▶

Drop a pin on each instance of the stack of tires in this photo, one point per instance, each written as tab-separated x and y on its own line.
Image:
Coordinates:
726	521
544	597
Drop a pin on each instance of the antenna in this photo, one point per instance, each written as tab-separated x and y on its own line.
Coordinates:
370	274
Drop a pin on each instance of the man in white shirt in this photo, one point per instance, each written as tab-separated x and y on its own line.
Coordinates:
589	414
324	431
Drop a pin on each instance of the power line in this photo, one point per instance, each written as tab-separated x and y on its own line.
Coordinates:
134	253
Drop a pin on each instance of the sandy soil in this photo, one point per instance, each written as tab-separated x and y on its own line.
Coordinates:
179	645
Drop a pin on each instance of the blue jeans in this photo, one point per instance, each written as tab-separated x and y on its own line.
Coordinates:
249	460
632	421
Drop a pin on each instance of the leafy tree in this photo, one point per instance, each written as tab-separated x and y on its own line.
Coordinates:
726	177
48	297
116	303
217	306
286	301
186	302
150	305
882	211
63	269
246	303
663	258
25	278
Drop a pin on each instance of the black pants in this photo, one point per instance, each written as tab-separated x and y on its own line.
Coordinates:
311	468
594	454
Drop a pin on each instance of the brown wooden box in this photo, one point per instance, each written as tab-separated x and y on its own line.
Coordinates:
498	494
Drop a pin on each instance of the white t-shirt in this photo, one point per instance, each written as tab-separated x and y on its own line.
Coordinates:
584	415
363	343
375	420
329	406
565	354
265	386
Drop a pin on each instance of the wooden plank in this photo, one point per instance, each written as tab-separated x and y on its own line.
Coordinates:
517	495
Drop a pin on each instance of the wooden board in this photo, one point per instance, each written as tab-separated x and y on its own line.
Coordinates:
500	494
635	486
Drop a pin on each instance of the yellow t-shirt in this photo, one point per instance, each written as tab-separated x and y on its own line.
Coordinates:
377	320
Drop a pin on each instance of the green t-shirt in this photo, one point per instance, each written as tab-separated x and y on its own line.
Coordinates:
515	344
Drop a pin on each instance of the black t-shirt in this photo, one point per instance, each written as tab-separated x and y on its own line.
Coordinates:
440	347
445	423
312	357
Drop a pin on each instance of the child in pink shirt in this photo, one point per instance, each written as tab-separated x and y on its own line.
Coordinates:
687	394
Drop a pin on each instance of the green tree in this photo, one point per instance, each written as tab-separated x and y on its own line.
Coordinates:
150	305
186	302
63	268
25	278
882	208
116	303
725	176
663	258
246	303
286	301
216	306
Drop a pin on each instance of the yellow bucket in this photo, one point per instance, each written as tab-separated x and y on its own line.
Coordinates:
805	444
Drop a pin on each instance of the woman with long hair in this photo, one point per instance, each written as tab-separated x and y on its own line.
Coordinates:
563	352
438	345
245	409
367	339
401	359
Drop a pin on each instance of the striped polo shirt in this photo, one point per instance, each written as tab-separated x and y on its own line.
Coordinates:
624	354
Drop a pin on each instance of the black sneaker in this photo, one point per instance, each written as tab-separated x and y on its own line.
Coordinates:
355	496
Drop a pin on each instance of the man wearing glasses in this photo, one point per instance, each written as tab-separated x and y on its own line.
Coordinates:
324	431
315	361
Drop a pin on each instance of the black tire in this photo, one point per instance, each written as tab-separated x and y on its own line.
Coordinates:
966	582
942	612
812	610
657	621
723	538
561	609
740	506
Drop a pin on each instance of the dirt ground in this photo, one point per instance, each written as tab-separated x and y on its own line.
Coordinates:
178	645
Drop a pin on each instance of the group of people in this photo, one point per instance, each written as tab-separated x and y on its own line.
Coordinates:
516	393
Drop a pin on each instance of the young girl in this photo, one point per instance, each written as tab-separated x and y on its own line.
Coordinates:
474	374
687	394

◀

Problem to solve —
Please retype the entire listing above word for word, keeping every line, character, and line break unchanged.

Solution for this task —
Drop a pin on each instance of the stack of tires in this photo, one point per instance, each written as tab-separated x and y on its own line.
Image:
Coordinates:
726	521
544	597
Drop a pin on each instance of the antenna in this photo, one point per instance, each written as tab-separated x and y on its own line.
Coordinates:
370	274
Drop a pin on each instance of the man in white shirt in this photo, one point per instance, each written as tab-separated x and y on its own line.
Coordinates:
589	414
324	431
Drop a pin on each instance of the power line in this photo, one point per instance, each written as tab-separated x and y on its own line.
Coordinates:
134	253
Drop a pin on each instance of the sandy soil in this photo, one point per instance, each written as tab-separated x and y on its own line.
Coordinates:
179	645
Drop a pin on each instance of the blue jeans in this photo, one point per instance, each written as tab-separated x and y on its own line.
Coordinates:
249	460
632	421
Drop a pin on each instance of the leafy tree in this photo, one point per instance, each written as tab-separated x and y on its own line.
Coordinates:
726	177
48	297
116	303
217	306
286	301
186	302
150	305
882	211
63	269
246	303
663	258
25	278
Drop a pin on each instance of the black pants in this photo, one point per instance, each written as tab-separated x and y on its own line.
Coordinates:
311	468
594	454
Drop a pin on each instance of the brown wooden box in this photo, one point per instance, each written as tab-separated x and y on its own line.
Coordinates:
498	494
Drop a pin on each instance of the white t-shirt in this photo, one point per instance, each written as tab-separated x and y on its own line.
Coordinates:
584	415
363	343
375	420
329	406
565	354
265	386
Drop a pin on each instance of the wooden plank in this photo, one point per instance, each written as tab-separated x and y on its own line.
Coordinates:
517	495
Drop a pin on each instance of the wooden board in this photo, one point per instance, each written as tab-separated x and y on its own line.
Coordinates:
500	494
635	486
Drop a pin on each instance of the yellow t-shirt in this photo, one point per instance, each written as tab-separated x and y on its own line.
Coordinates:
377	320
Drop a pin on each instance of the green t-shirt in this photo, one point per instance, each written as tab-separated x and y on its own line.
Coordinates:
515	344
Drop a pin on each instance of the black t-shirt in this photo, one point per instance, each written as tab-separated x and y on its own line.
Coordinates:
440	347
445	423
312	357
Drop a pin on each instance of the child in pink shirt in this photo, one point per instance, each written as tab-separated x and y on its own line.
Coordinates:
687	394
Drop a pin on each instance of the green tree in this photo, one point per instance, each written as tab-separated x and y on its own line.
Coordinates:
150	305
186	302
63	268
25	278
882	208
116	303
725	176
663	258
246	303
286	301
216	306
Drop a pin on each instance of the yellow bucket in this photo, one point per instance, each written as tab-separated x and y on its own line.
Coordinates:
805	444
Drop a pin on each instance of the woman with long hair in this photo, one point per instance, each written as tab-separated x and y on its own line.
Coordinates:
563	352
438	345
245	409
367	339
401	359
Drop a pin on each instance of the striped polo shirt in this photo, one point per instance, each written as tab-separated x and y on its own line.
Coordinates:
624	354
Drop a pin on each instance of the black sneaker in this photo, one point per instance, each written as tab-separated x and y on its own line.
Coordinates:
355	496
Drop a pin on each instance of the man wearing glasses in this photo, one point per instance, each written as tab-separated x and y on its own line.
Coordinates:
324	431
315	361
Drop a pin on each instance of the black tire in this photo, one point per instance, each written as tab-separated x and y on its own line.
Coordinates:
966	582
942	612
812	610
657	621
723	538
561	609
740	506
Drop a pin on each instance of the dirt ground in this photo, one point per instance, each written as tab-separated x and y on its own line.
Coordinates:
178	645
Drop a pin on each instance of the group of people in this photo, one point per instance, each written as tab-separated x and y on its own line.
Coordinates:
516	393
Drop a pin on each instance of the young girl in this photo, one point per instance, each written as tab-separated x and y on its own line.
Coordinates:
474	374
687	394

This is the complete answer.